Projects

Projects


Event Segmentation

Event Segmentation is the automatic process by which people parse continuous perception into discrete and meaningful events. For example, the event of making coffee could be segmented into its necessary steps: boil water, grind beans, pour water over grounds, pour coffee in a cup. Evidence supports event segmentation as a potentially valuable tool for assessing and treating memory impairments in clinical populations.

Team Lead: Zhijiao Gao

Perceptual Organization

Perceptual Organization enables you to make sense of the world's chaos by grouping elements into cohesive and meaningful shapes and scenes. This project investigates PO in individuals recovering from traumatic brain injury (TBI). PO is critical for higher-order cognition, and disruptions impair object recognition, memory, and executive functioning. We aim to track how PO abilities change across the rehabilitation process and determine whether they can relate to recovery outcomes. Given that individuals with TBI frequently experience diffuse cognitive impairments, understanding the presence and progression of PO deficits in this population is critical.

Team Lead: Alex Ward

Resilience/Executive Functioning

What is the relationship between psychological resilience and executive functioning? Are they the same? How do they differ? We are interested in understanding how those in stressful situations (e.g. caregivers of patients with Acquired Brain Injury) adapt to adverse circumstances, how their resilience levels change over time, and how that relates to individual levels of executive function. We are also interested in how stress might be a mediating factor.

[Stored dataset items]
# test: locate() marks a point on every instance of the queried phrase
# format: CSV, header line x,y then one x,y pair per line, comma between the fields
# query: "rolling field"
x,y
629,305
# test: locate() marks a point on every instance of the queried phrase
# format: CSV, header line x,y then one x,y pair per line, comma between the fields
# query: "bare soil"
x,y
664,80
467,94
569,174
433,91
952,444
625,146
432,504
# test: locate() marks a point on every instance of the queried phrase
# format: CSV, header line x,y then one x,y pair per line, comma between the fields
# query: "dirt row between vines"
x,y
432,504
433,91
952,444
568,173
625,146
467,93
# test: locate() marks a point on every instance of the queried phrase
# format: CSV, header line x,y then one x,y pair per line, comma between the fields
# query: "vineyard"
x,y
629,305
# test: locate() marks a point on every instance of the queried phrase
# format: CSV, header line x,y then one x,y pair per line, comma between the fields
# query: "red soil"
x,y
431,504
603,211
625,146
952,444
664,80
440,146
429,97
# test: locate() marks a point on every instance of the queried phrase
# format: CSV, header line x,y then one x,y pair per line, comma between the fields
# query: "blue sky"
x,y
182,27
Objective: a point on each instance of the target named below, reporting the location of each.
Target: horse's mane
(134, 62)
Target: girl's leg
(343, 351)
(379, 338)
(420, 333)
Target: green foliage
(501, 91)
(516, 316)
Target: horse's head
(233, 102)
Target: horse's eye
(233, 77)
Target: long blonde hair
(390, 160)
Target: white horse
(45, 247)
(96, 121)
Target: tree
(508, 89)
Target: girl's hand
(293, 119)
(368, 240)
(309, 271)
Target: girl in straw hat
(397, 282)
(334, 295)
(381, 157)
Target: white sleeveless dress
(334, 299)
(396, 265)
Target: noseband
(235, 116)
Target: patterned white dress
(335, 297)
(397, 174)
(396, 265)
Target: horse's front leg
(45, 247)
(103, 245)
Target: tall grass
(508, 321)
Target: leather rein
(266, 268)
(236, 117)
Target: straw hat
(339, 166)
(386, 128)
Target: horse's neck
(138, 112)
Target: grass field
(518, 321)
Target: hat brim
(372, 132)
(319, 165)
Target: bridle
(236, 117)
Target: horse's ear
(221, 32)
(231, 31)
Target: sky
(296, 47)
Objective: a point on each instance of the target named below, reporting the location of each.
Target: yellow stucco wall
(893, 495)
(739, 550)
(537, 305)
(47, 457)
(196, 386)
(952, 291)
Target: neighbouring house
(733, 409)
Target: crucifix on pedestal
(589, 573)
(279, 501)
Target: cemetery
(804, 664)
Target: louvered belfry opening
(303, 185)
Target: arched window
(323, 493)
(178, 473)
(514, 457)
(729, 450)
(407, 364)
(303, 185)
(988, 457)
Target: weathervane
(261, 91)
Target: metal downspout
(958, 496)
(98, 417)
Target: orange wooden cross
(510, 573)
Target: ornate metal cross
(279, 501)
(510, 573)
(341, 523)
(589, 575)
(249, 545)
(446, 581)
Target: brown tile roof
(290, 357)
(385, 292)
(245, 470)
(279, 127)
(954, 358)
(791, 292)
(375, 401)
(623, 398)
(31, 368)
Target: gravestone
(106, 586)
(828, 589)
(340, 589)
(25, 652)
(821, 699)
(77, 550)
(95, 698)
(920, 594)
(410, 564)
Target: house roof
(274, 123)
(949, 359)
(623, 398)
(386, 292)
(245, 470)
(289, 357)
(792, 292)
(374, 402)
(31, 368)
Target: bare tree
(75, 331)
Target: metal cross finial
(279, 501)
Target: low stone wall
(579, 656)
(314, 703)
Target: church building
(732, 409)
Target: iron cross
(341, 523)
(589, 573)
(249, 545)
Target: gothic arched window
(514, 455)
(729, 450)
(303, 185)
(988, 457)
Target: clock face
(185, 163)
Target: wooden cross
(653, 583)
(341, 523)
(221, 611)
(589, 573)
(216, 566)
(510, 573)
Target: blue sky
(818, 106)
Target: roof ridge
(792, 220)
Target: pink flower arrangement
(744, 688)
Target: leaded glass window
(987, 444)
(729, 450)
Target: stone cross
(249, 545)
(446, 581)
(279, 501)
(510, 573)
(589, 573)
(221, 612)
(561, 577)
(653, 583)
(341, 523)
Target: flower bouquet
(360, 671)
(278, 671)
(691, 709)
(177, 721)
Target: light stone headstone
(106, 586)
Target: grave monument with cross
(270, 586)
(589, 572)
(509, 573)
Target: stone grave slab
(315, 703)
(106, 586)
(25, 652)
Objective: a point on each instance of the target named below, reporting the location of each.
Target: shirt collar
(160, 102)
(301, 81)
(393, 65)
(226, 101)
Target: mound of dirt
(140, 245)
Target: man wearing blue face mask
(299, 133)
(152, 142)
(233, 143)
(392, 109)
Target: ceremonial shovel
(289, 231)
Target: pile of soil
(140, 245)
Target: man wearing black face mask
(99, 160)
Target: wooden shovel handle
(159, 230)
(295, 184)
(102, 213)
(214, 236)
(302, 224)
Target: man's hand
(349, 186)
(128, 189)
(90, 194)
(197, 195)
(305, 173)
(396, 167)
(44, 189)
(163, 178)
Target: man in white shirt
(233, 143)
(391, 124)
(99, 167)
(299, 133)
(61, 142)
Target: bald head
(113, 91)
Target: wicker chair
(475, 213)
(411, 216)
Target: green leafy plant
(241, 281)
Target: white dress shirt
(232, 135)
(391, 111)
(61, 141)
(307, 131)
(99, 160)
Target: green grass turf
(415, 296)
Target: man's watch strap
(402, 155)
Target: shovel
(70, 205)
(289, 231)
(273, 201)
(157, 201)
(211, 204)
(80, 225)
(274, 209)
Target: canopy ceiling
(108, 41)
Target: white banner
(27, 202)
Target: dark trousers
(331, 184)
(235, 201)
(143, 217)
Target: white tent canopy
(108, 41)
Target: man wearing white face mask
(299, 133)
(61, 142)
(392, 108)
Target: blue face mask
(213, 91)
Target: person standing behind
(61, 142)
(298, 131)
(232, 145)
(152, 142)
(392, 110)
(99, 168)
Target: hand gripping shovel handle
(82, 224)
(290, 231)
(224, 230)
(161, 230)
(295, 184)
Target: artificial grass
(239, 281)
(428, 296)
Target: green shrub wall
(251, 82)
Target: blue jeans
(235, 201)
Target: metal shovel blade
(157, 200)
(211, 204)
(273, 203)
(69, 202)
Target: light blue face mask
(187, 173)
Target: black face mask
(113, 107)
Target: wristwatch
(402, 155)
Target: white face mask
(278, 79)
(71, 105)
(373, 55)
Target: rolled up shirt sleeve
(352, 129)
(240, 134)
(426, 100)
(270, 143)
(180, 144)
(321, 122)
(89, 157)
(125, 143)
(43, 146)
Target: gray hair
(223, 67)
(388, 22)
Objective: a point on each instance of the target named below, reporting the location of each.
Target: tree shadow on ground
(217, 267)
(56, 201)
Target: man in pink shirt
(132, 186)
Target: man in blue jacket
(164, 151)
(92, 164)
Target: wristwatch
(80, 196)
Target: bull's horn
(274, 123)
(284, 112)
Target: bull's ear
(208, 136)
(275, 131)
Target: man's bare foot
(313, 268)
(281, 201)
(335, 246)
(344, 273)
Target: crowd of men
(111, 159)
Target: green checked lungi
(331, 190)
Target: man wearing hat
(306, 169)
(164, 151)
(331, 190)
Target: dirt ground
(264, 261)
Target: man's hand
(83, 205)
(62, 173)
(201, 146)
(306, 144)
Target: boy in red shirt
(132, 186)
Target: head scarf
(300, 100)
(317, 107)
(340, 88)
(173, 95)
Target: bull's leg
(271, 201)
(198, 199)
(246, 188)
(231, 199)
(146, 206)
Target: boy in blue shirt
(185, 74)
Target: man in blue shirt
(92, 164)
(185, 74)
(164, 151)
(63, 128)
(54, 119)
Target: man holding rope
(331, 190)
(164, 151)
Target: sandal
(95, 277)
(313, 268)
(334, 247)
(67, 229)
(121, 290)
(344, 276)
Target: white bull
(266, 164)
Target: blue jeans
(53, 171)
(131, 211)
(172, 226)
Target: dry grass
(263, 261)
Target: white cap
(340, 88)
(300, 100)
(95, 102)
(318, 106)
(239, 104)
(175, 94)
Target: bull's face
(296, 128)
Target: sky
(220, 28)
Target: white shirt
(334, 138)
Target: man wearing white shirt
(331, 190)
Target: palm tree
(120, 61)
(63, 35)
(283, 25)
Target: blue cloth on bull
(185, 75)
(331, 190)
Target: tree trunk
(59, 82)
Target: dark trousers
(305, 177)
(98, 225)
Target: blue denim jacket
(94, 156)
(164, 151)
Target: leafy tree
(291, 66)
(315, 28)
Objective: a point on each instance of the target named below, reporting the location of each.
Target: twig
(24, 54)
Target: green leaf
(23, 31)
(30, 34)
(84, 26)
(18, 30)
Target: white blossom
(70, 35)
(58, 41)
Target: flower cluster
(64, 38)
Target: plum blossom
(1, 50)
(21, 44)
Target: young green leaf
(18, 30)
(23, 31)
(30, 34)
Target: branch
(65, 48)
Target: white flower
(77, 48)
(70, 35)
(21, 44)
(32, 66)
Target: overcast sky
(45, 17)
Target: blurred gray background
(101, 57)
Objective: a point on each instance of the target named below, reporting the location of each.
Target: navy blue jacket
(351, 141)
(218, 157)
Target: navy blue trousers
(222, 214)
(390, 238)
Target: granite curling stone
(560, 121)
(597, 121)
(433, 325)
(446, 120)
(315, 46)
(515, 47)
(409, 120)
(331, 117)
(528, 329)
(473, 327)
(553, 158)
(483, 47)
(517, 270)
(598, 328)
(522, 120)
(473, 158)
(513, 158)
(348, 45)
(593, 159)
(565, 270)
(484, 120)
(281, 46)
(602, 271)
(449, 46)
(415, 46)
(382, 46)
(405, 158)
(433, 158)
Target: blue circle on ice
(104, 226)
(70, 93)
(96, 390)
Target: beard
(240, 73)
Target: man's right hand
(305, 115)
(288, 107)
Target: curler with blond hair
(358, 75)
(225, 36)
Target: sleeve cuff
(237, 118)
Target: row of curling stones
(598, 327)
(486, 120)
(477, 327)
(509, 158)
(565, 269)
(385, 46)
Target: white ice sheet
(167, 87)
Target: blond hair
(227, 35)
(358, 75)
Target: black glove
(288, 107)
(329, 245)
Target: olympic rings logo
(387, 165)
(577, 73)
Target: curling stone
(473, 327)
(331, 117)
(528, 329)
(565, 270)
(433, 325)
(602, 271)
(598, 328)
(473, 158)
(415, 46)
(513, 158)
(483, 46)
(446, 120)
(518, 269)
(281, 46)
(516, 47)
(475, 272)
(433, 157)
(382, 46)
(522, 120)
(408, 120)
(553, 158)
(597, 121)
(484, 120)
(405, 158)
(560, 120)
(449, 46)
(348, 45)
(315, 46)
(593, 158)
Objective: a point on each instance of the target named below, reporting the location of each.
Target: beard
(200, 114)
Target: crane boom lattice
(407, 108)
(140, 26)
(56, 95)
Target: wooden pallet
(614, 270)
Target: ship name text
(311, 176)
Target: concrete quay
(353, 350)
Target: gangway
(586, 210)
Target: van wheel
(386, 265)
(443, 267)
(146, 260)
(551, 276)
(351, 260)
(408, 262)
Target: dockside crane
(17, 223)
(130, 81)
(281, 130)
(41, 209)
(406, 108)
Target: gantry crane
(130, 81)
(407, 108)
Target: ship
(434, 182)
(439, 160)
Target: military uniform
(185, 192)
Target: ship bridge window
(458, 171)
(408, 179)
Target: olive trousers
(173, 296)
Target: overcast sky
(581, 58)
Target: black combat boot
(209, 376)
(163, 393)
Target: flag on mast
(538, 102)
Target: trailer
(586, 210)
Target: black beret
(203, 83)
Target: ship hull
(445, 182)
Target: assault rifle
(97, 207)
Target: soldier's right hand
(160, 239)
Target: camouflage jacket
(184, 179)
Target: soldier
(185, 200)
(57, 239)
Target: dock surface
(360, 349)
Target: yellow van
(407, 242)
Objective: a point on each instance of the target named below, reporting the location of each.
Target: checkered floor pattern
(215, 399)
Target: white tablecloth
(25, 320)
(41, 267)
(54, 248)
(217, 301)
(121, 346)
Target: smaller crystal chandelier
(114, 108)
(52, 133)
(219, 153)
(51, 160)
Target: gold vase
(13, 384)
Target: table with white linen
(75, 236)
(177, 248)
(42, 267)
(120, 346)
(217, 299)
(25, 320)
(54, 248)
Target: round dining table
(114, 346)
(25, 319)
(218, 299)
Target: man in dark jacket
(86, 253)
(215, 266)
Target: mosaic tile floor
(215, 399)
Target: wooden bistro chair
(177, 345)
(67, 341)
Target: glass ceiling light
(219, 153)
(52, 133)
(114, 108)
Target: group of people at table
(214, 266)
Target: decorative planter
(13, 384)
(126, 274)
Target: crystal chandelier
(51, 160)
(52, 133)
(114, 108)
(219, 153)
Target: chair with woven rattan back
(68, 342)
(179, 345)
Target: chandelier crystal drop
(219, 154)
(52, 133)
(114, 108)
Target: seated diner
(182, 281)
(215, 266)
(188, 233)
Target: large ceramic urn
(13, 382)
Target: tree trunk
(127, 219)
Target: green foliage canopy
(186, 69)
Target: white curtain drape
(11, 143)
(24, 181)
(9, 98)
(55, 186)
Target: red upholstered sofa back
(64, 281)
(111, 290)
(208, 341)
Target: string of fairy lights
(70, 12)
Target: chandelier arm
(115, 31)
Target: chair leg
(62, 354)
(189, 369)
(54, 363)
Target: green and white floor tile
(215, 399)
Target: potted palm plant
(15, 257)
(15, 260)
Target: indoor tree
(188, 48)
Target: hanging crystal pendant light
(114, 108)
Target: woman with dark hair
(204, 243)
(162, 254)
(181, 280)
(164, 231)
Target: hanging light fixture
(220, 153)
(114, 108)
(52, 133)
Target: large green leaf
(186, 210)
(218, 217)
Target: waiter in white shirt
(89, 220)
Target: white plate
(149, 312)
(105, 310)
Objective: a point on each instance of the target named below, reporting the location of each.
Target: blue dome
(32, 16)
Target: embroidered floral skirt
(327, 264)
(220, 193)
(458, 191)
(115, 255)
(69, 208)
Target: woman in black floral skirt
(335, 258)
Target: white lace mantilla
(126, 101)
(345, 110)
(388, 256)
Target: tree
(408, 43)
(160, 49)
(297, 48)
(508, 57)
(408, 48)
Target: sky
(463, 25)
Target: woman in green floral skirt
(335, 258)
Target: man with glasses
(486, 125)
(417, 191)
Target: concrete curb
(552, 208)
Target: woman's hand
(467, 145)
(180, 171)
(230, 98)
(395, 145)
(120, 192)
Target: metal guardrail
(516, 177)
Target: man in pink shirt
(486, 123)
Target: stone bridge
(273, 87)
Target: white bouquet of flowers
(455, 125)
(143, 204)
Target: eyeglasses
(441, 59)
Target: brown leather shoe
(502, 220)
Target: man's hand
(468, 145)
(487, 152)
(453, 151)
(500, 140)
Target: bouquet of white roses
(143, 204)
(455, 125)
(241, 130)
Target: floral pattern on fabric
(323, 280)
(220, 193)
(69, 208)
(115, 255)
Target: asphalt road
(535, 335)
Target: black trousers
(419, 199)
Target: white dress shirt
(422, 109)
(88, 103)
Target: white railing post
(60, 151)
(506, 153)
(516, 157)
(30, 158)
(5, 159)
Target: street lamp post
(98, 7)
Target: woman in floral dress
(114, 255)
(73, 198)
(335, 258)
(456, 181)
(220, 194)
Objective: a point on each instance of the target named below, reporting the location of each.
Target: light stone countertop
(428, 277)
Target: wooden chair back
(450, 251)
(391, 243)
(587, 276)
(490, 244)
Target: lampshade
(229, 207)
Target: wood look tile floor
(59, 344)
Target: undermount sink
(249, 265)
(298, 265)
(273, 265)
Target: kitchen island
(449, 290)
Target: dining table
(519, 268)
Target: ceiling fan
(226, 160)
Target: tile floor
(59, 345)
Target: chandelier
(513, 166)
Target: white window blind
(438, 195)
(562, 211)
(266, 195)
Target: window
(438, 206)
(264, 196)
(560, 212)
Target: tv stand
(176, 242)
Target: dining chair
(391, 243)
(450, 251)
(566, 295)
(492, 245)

YOUR INSTRUCTIONS: Carry on the research projects page above from the point where it stops.

TASK RESPONSE:
Team Lead: Christie Cantor

Route Learning and Memory

The relationship between hippocampal functioning and spatial navigation is well documented. Seminal studies have documented hippocampal volume changes following extensive spatial navigation training in London taxi drivers—findings that span decades of research (Siegel & White,1975; Skok, 1999, 2004, 2010; Griesbaur et al., 2021). Our previous pilot study developed a virtual route learning paradigm to differentiate route learning between an explicit and motor-assisted group. Overall, we are interested in learning about the various mechanisms by which people acquire and consolidate spatial information, and creating a task that reliably engages hippocampal activation.